Je salue votre volonté, à travers la commission d'enquête, de comprendre les dysfonctionnements qui ont empêché d'atteindre les objectifs ; de décrire la complexité de la situation – si les solutions étaient simples, les blocages observés depuis une quinzaine d'années auraient été levés – ; et de replacer la question des produits phytosanitaires dans le contexte de la stratégie nationale bas-carbone et, plus globalement, de la transition des modèles économiques qu'impose le dérèglement climatique.
Les agriculteurs évoluent dans un contexte de plus en plus complexe où se conjuguent – et c'est sans doute un des effets du dérèglement climatique – l'augmentation de la pression des ravageurs et le retrait de plusieurs substances actives, sans oublier l'impératif de souveraineté alimentaire.
La réduction de l'usage des produits phytopharmaceutiques constitue néanmoins une nécessité pour préserver à la fois la santé, la biodiversité et la qualité de l'eau. La transition de nos systèmes de production est indispensable mais elle doit se faire sans affaiblir notre protection des cultures, notre niveau de production, ni notre souveraineté alimentaire. Transition agroécologique et souveraineté alimentaire sont indissociables et même dépendantes. Il ne faut pas opposer l'une à l'autre mais les conjuguer.
C'est dans ce cadre que le Gouvernement a fait de la baisse de l'utilisation des produits phytopharmaceutiques une priorité. Le plan Écophyto II+ traduit ses engagements et répond également à une obligation européenne fixée par la directive de 2009 instaurant un cadre d'action communautaire pour parvenir à une utilisation des pesticides compatible avec le développement durable, dite directive SUD, en cours de révision.

----------

Reproduisez à l'identique le passage de l'extrait sur les produits phytosanitaires compris entre « Je salue votre » et « de souveraineté alimentaire. », ces deux bornes incluses.

Données brutes -
----------

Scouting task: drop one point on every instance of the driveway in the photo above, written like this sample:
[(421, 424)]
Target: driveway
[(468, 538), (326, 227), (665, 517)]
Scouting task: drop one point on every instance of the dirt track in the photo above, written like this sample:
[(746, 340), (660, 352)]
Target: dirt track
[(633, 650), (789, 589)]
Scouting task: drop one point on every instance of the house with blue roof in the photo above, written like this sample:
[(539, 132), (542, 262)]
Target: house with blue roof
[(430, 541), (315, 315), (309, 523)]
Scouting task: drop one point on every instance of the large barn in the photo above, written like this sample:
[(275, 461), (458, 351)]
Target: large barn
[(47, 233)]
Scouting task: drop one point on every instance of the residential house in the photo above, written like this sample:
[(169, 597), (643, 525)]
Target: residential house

----------

Réponse intégrale -
Je salue votre volonté, à travers la commission d'enquête, de comprendre les dysfonctionnements qui ont empêché d'atteindre les objectifs ; de décrire la complexité de la situation – si les solutions étaient simples, les blocages observés depuis une quinzaine d'années auraient été levés – ; et de replacer la question des produits phytosanitaires dans le contexte de la stratégie nationale bas-carbone et, plus globalement, de la transition des modèles économiques qu'impose le dérèglement climatique.
Les agriculteurs évoluent dans un contexte de plus en plus complexe où se conjuguent – et c'est sans doute un des effets du dérèglement climatique – l'augmentation de la pression des ravageurs et le retrait de plusieurs substances actives, sans oublier l'impératif de souveraineté alimentaire.